### Work to complete
Could you copy out the stretch of the material below from the line containing "column 5, row 8." through the line containing "column 857, row 752", including both of those lines?

### Object pointing dataset rows
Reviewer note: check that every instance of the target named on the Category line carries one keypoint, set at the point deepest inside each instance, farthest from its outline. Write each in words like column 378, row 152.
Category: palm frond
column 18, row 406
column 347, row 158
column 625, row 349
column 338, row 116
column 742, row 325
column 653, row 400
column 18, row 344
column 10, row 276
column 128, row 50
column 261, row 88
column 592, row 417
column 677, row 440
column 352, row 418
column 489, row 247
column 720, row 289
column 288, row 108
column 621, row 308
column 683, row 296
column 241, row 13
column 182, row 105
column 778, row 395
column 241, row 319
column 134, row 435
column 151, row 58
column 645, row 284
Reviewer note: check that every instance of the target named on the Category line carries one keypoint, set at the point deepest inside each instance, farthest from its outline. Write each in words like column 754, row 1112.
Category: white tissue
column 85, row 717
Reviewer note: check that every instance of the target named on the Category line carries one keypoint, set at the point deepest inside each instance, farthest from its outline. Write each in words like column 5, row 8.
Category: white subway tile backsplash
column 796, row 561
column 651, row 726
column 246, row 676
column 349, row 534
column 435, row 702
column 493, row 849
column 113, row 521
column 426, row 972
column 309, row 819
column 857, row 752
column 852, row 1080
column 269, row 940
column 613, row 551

### Answer below
Reviewer note: check that every instance of the target named on the Category line carries one keypoint, set at the point deepest inside each instance, farthest from its outline. Write each in words like column 5, row 8.
Category: white subway tile backsplash
column 796, row 561
column 651, row 726
column 246, row 676
column 349, row 534
column 435, row 702
column 493, row 849
column 113, row 521
column 426, row 972
column 309, row 819
column 857, row 752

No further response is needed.